→ **Assignment**
Write out the stretch of the cicada column from "Mostly it's thanks" through "of pet sick.", word for word.

→ **Provided passage**
I don't care if they got in the closet and frightened your wife, I don't care if your kids are bashing them with the anti-cicada weapon of choice, the tennis racket.

The cicadas came out of the ground in mid-May, but the hype came out of the ground in March. I haven't seen one yet, and I am already sick of them. Since April, it's been all cicadas all the time. I swear, these insects have better PR operatives than Oprah.

We've been pounded with so much information overkill I feel as if these cicadas are my brothers. I know everything about them there is to know, from their eating habits to the size of their ears.

Mostly it's thanks to these loon college professors and entomologists who have been 30 feet up in a tree since the end of March, making copious notes every time a cicada sheds its skin or picks its proboscis. To them, this is amazing and wonderful. A Christmas that comes once every other decade.

To hear them tell it, you wouldn't think they were bugs, but rather millions and millions of Nicole Kidmans that were crawling up out of the ground. They beg us not to kill them - like there can be any redeeming social value or glamor to a creature that shrieks at the top of its lungs all day, crunches underfoot and primarily ends its life cycle in a cold pool of pet sick.

→ **Dataset**

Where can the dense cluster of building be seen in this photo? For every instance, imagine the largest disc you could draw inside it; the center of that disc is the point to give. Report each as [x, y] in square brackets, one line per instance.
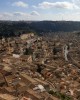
[35, 68]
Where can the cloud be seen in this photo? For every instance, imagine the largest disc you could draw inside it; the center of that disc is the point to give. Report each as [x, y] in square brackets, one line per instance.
[35, 13]
[20, 4]
[19, 14]
[63, 5]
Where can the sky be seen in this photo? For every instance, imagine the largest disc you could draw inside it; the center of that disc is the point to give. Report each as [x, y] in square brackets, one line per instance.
[55, 10]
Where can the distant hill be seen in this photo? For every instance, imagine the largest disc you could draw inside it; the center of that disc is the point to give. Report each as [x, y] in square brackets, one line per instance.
[12, 28]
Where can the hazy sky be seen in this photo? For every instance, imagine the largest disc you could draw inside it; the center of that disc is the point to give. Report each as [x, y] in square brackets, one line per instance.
[40, 10]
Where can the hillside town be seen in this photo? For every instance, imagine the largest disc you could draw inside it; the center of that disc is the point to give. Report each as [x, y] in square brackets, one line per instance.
[34, 67]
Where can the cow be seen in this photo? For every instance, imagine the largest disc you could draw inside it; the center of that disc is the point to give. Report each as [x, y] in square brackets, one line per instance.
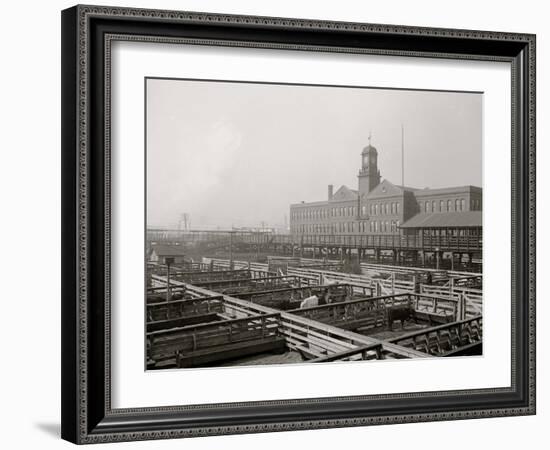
[310, 302]
[401, 313]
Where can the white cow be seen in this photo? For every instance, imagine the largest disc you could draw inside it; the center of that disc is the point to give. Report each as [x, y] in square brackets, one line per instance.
[310, 302]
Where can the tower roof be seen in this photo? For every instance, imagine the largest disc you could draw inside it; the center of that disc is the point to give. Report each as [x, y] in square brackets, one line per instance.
[369, 149]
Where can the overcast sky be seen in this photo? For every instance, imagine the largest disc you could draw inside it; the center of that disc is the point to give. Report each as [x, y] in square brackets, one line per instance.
[240, 153]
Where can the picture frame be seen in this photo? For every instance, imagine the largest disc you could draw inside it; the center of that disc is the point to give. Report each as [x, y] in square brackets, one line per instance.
[87, 412]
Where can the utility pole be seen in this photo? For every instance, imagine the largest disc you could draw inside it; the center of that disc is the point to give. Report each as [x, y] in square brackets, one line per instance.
[402, 156]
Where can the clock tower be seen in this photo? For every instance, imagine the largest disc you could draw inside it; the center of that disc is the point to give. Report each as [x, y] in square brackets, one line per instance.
[369, 175]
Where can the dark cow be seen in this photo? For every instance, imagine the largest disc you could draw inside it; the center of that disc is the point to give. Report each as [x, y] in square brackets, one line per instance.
[401, 313]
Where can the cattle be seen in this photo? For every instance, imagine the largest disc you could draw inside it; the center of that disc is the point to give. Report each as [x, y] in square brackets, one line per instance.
[310, 302]
[401, 313]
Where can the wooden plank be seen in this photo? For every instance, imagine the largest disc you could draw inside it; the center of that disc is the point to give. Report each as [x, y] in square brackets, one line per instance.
[231, 351]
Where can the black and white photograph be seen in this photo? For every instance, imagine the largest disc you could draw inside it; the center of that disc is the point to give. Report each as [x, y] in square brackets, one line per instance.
[301, 223]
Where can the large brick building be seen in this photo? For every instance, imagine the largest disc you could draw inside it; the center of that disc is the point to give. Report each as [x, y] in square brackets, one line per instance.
[381, 207]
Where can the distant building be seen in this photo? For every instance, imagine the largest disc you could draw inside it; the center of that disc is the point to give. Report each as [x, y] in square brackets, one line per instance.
[381, 207]
[159, 253]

→ **Your response**
Mostly it's thanks to these loon college professors and entomologists who have been 30 feet up in a tree since the end of March, making copious notes every time a cicada sheds its skin or picks its proboscis. To them, this is amazing and wonderful. A Christmas that comes once every other decade.

To hear them tell it, you wouldn't think they were bugs, but rather millions and millions of Nicole Kidmans that were crawling up out of the ground. They beg us not to kill them - like there can be any redeeming social value or glamor to a creature that shrieks at the top of its lungs all day, crunches underfoot and primarily ends its life cycle in a cold pool of pet sick.